Reproduce every item below without any change.
☆ ☆ ☆ ☆ ☆
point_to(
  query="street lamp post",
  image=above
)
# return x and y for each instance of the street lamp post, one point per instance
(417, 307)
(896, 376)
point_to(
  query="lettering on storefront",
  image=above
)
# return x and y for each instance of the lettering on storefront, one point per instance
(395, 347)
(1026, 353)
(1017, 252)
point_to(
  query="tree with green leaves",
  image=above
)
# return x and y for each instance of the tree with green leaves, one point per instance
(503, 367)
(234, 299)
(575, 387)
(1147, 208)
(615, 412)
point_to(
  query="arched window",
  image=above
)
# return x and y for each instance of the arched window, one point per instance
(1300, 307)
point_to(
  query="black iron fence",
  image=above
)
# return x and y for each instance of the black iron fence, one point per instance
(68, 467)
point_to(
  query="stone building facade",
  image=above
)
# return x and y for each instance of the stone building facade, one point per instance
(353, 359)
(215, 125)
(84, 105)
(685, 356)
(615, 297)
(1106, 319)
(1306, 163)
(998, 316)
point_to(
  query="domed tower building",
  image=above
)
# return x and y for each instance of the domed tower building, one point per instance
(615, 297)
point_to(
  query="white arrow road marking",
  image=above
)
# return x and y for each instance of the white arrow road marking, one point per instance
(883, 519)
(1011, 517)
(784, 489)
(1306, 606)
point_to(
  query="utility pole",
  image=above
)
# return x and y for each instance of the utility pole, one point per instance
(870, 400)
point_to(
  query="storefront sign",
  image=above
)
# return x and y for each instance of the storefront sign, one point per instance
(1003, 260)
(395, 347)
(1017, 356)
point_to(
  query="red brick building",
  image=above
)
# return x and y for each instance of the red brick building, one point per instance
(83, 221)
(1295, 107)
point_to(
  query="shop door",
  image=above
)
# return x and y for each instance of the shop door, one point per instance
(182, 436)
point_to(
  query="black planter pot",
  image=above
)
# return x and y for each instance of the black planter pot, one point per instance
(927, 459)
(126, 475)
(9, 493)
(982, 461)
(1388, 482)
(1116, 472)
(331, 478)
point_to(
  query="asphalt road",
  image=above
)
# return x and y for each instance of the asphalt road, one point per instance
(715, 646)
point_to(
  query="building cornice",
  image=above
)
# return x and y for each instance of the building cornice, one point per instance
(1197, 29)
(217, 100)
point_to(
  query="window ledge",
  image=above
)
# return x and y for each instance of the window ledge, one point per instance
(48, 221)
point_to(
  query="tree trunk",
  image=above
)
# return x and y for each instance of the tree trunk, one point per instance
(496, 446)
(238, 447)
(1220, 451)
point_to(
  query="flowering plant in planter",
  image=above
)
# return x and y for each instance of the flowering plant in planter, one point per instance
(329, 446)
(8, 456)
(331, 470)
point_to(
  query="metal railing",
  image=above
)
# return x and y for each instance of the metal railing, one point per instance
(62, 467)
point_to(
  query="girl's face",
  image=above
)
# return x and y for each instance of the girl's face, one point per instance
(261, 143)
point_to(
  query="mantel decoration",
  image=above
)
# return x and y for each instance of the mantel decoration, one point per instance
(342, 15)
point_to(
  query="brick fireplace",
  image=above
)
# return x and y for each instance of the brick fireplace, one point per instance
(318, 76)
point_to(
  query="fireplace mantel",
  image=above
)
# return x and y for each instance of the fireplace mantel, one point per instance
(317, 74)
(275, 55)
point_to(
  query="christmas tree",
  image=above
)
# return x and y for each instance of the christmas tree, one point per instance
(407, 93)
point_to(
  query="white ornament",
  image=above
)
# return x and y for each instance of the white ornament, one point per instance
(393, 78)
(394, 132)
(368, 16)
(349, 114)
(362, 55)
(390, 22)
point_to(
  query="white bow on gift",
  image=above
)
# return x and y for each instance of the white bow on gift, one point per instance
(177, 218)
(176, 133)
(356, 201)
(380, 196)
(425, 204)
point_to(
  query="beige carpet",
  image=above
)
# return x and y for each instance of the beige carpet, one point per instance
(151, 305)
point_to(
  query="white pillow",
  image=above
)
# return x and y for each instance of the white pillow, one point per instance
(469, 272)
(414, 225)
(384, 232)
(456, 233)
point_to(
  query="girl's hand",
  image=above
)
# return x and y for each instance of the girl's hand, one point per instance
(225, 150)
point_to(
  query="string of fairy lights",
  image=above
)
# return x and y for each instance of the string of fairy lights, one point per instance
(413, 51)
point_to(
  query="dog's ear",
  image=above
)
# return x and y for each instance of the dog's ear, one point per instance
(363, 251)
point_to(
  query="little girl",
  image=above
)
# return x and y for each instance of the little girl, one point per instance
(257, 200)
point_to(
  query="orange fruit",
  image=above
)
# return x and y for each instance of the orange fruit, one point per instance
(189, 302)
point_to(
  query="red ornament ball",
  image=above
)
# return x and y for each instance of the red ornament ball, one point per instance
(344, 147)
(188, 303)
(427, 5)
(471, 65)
☆ ☆ ☆ ☆ ☆
> _Solution to this task_
point_to(
  query="street lamp post",
  image=above
)
# return x and y for each instance of the street lamp post, one point per instance
(417, 307)
(896, 376)
point_to(
  query="lettering on storefront",
  image=above
)
# return x and y for each instance of the lettering on storefront, one point per instance
(395, 347)
(1026, 353)
(1017, 252)
point_to(
  query="tree with green leaves",
  image=above
)
# return x and y for each instance of the tree with green leaves, one point per instance
(503, 367)
(234, 299)
(575, 387)
(1147, 208)
(615, 412)
point_to(
  query="arched window",
  image=above
)
# return x and y for each instance of the arched window, one point per instance
(1300, 307)
point_to(
  query="black iron fence",
  image=above
)
# return x and y for each instance of the black iron fence, one point per instance
(68, 467)
point_to(
  query="stone building facade",
  image=above
)
# return x and y for each instance of the stone building facade, one point per instance
(353, 359)
(215, 125)
(84, 105)
(685, 356)
(615, 297)
(1106, 319)
(1306, 163)
(998, 316)
point_to(
  query="domed tower building",
  image=above
)
# return x and y for each instance of the domed tower building, one point per instance
(615, 297)
point_to(
  query="white arrow road marking",
  image=above
)
# return x and y for each instance of the white arrow road marking, one point per instance
(883, 519)
(1011, 517)
(784, 489)
(1306, 606)
point_to(
  query="utility pole",
  image=above
)
# return x and y for each instance of the utility pole, one point per instance
(870, 400)
point_to(
  query="storefront sign",
  image=above
)
# return x and y for each instance of the storefront sign, one point per instance
(1003, 260)
(395, 347)
(1017, 356)
point_to(
  query="red brick building",
  image=above
)
# return x and y for each instance of the red brick building, one point per instance
(83, 221)
(1295, 107)
point_to(
  query="shop door",
  image=above
)
# return x and y for each instance of the shop door, one point per instance
(182, 436)
point_to(
  query="black planter pot",
  image=above
)
# return x and y for each instance of the black planter pot, one point per instance
(927, 459)
(126, 475)
(9, 493)
(982, 461)
(1388, 482)
(1116, 472)
(331, 478)
point_to(
  query="asphalt road",
  image=above
)
# return x and y for each instance of the asphalt road, one point per instance
(715, 646)
point_to(
  query="building cornice",
  image=above
)
# return x and y for each instance of the building cornice, one point per instance
(1197, 29)
(217, 100)
point_to(
  query="window ledge",
  image=above
)
# return x and y for each instance of the window ledge, one point per instance
(48, 221)
point_to(
  query="tree trunk",
  image=above
)
# return x and y for each instance of the tree trunk, one point per instance
(496, 446)
(238, 447)
(1220, 451)
point_to(
  query="flowering plant in planter",
  image=above
)
# return x and y for each instance of the flowering plant in planter, one point per instance
(329, 446)
(8, 456)
(331, 470)
point_to(
  query="metal railing",
  image=above
)
# return x and y for each instance of the metal railing, one point per instance
(62, 467)
point_to(
  query="girl's face",
  image=above
)
# return x and y for each instance of the girl's face, one point per instance
(261, 143)
point_to(
  query="mantel decoration",
  image=above
)
# return x and y for each instance of the mantel decoration, one point per instance
(342, 15)
point_to(
  query="brick fireplace",
  image=above
)
# return x and y for each instance of the brick fireplace, one point per instance
(318, 76)
point_to(
  query="fireplace mantel",
  image=above
)
# return x and y for each instance of the fireplace mantel, one point per instance
(317, 74)
(275, 55)
point_to(
  query="christmas tree",
  image=above
)
# return x and y for each instance of the christmas tree, one point per instance
(407, 93)
point_to(
  query="white ornament",
  image=above
)
# return x and y for each instance of the white ornament, one point per instance
(393, 78)
(394, 132)
(368, 16)
(349, 114)
(362, 55)
(390, 22)
point_to(
  query="white bow on gift",
  image=above
)
# return x and y for each instance of the white bow on gift, one point per instance
(177, 218)
(176, 133)
(356, 201)
(380, 196)
(425, 204)
point_to(
  query="beige carpet",
  image=above
)
# return x and y for each instance of the beige carpet, one point per instance
(151, 305)
point_to(
  query="white pillow",
  image=above
)
# return x and y for each instance of the white pillow, one point per instance
(469, 272)
(414, 225)
(384, 232)
(456, 233)
point_to(
  query="girl's hand",
  image=above
)
# return x and y for each instance of the girl's hand, one point per instance
(225, 150)
point_to(
  query="string of fairy lights",
  image=above
)
# return x and y for each instance of the string of fairy lights, one point per instance
(413, 51)
point_to(
  query="dog's ear",
  image=above
)
# return x and y for each instance of the dog's ear, one point per instance
(363, 251)
point_to(
  query="little girl",
  image=above
)
# return x and y for each instance of the little girl, one point per instance
(257, 200)
point_to(
  query="orange fruit",
  image=above
)
# return x and y for each instance of the orange fruit, one point per instance
(189, 302)
point_to(
  query="red ornament ball",
  image=above
)
# return x and y for each instance of the red ornament ball, one point per instance
(344, 147)
(188, 303)
(427, 5)
(471, 65)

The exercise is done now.